* _Requirements_
Please select every line in the records below that contains the word "white" and copy each of those lines in full.

* _Stored records_
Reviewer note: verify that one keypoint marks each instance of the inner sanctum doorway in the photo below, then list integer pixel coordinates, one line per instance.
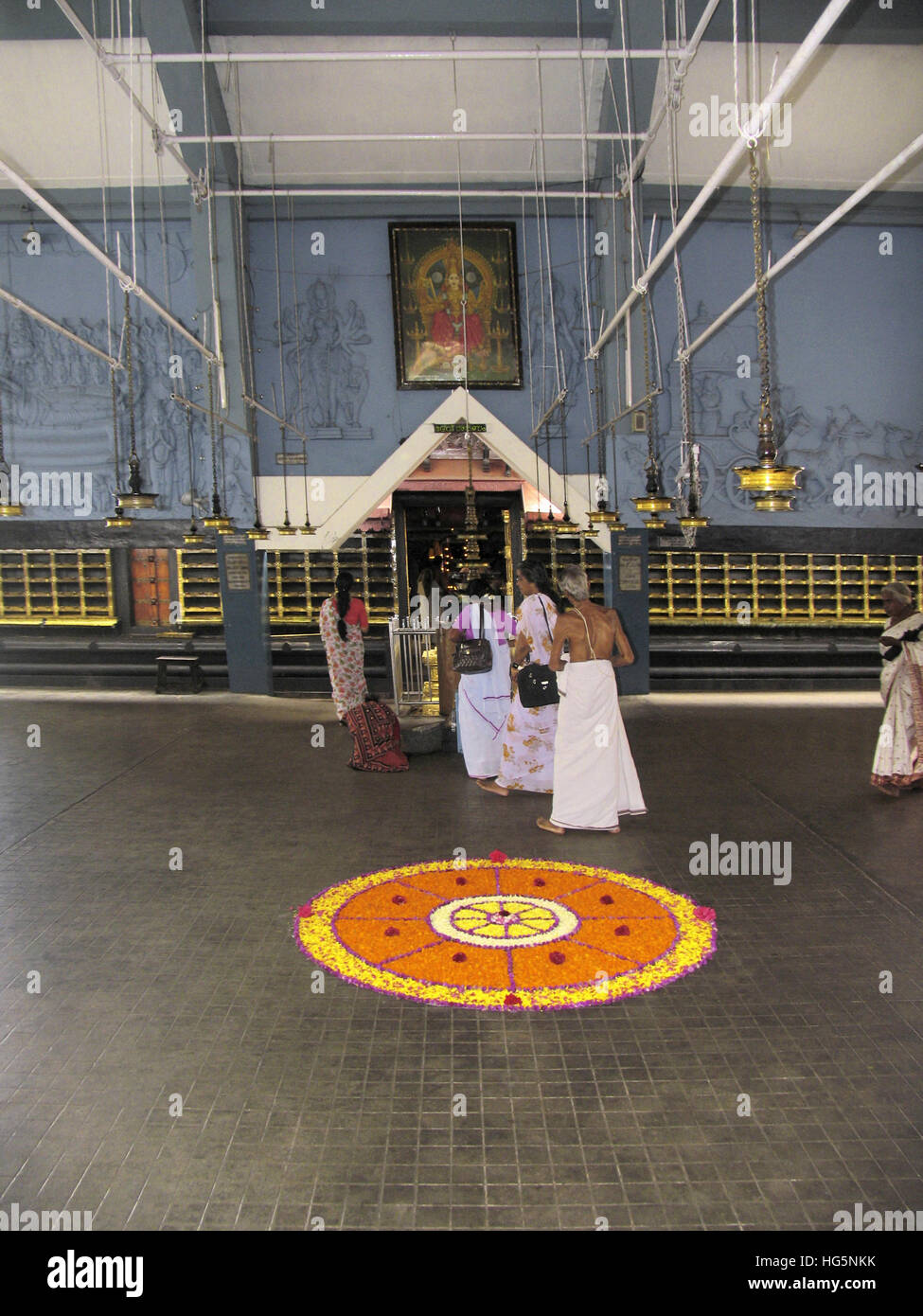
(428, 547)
* * *
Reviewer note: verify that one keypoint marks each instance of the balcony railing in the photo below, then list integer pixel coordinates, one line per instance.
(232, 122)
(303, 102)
--
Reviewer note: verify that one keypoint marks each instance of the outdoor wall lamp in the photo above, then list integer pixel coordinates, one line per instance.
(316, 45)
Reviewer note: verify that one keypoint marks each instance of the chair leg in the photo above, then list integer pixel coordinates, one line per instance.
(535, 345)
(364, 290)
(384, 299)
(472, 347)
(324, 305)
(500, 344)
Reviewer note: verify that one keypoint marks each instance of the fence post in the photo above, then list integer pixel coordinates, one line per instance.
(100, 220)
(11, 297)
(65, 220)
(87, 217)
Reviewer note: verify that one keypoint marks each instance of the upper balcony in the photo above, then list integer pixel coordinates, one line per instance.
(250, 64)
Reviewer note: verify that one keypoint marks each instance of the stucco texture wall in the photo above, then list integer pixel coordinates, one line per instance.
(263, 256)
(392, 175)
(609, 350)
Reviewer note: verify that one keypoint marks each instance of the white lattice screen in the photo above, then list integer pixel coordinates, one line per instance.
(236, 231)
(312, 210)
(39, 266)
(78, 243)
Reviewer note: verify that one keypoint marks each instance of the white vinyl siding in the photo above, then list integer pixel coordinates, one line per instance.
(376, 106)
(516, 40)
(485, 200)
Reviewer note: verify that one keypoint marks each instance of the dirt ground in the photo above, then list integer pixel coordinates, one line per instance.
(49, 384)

* _Answer below_
Reviewer note: verify that one keypoint marks each instance of the white lattice screen in the photo above, then list integer pixel coordinates, one line per instance.
Reviewer note: verify that one keypoint marks each instance of the white vinyl siding in the photo above, then list integer pixel coordinates, one line per instance.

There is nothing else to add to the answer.